TEXT SEGMENT
Friday, January 19, 2007

U.S. drone attack? It was us, says Pakistan army

1 hour, 51 minutes ago

Defending its credibility, Pakistan's military on Friday rebutted claims that a U.S. Predator drone aircraft carried out the initial attack on a suspected Al Qaeda hideout earlier this week.

On Tuesday, its spokesman said army helicopter gunships struck a cluster of compounds where up to 30 Taliban and al Qaeda fighters were based in South Waziristan, a rugged tribal area where support for the Afghan insurgency runs deep.

Not true, according to villagers at Salamat Ghundi.

They said a U.S. drone's missiles destroyed the compounds, and Pakistan helicopter gunships mopped up by firing rockets.

"This is wrong. We have already denied it. This is usual that such things are said on such occasions but these are wrong," Pakistan's military spokesman Shaukat Sultan said in response.

Though Pakistani intelligence officials, speaking anonymously, reckon that up to 20 militants were eliminated, there were no troops on the ground to see who had been killed.

Villagers said they found just eight bodies -- all belonging to men from a team of wood-cutters, who made a living selling charcoal to surrounding towns.

"No foreigner or Afghan was killed in this attack. Only labourers from Mehsud and Salmanzai tribes were killed," said Awaz Khan, whose son and nephew were among the dead.

UNRELIABLE WITNESSES?

To back their story, the villagers dragged an unexploded missile in front of the journalists, who reached the village in the Zamzola area of the Shak Toi mountains on Thursday.

Getting watertight independent corroboration of anything that happens in Pakistan's tribal badlands is, however, a tall order.

The journalists had only reached the spot with an escort from armed militants, and there was no way of knowing whether the militants had told people what to say.

"This attack was basically carried out with five missiles fired by a Predator. The helicopters came in later and attacked," Jalindar Khan Kikari, a villager, told the visiting journalists.

"The missiles were fired from a distant place, maybe from a spy plane, but I did not see that," said another called Bashir, who went on to describe how the Pakistani helicopters arrived minutes later and blasted the place with rockets.

Another villager, Mohammad Ali, told Reuters on the day of the attack that he had seen a drone circling overhead, while a Reuters journalist saw helicopter gunships take off from the army base at Miranshah before the attack and return soon after.

That villagers should know a Predator when they see one is hardly surprising. The spy planes have become a common sight in recent years as U.S. forces kept up aerial surveillance of a border area Osama bin Laden was believed to have passed through.

WORK INSTRUCTION A
Can you repeat the part of the Pakistan drone attack article between "Not true, according" and "among the dead.", inclusive?
WORK INSTRUCTION B
Which people are named in the Pakistan drone attack article? List every one.
This data comes from a different source than the article.

(Referring expression data)
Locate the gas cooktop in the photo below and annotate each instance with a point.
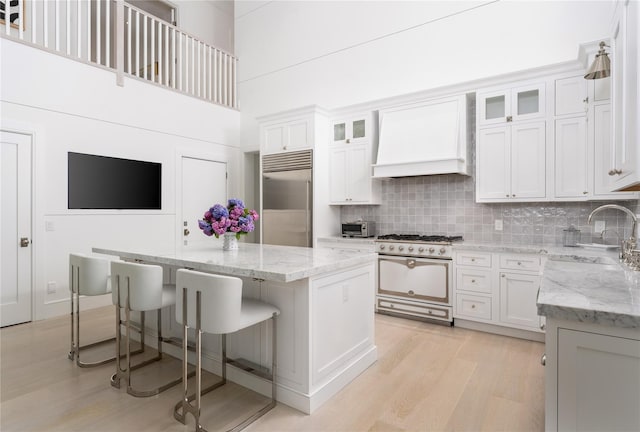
(420, 238)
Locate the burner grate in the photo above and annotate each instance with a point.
(418, 237)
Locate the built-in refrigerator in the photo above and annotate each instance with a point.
(287, 198)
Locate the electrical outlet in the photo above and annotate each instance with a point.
(52, 287)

EXPECTED OUTPUT A
Not true, according to villagers at Salamat Ghundi.

They said a U.S. drone's missiles destroyed the compounds, and Pakistan helicopter gunships mopped up by firing rockets.

"This is wrong. We have already denied it. This is usual that such things are said on such occasions but these are wrong," Pakistan's military spokesman Shaukat Sultan said in response.

Though Pakistani intelligence officials, speaking anonymously, reckon that up to 20 militants were eliminated, there were no troops on the ground to see who had been killed.

Villagers said they found just eight bodies -- all belonging to men from a team of wood-cutters, who made a living selling charcoal to surrounding towns.

"No foreigner or Afghan was killed in this attack. Only labourers from Mehsud and Salmanzai tribes were killed," said Awaz Khan, whose son and nephew were among the dead.

EXPECTED OUTPUT B
- Shaukat Sultan
- Awaz Khan
- Jalindar Khan Kikari
- Bashir
- Mohammad Ali
- Osama bin Laden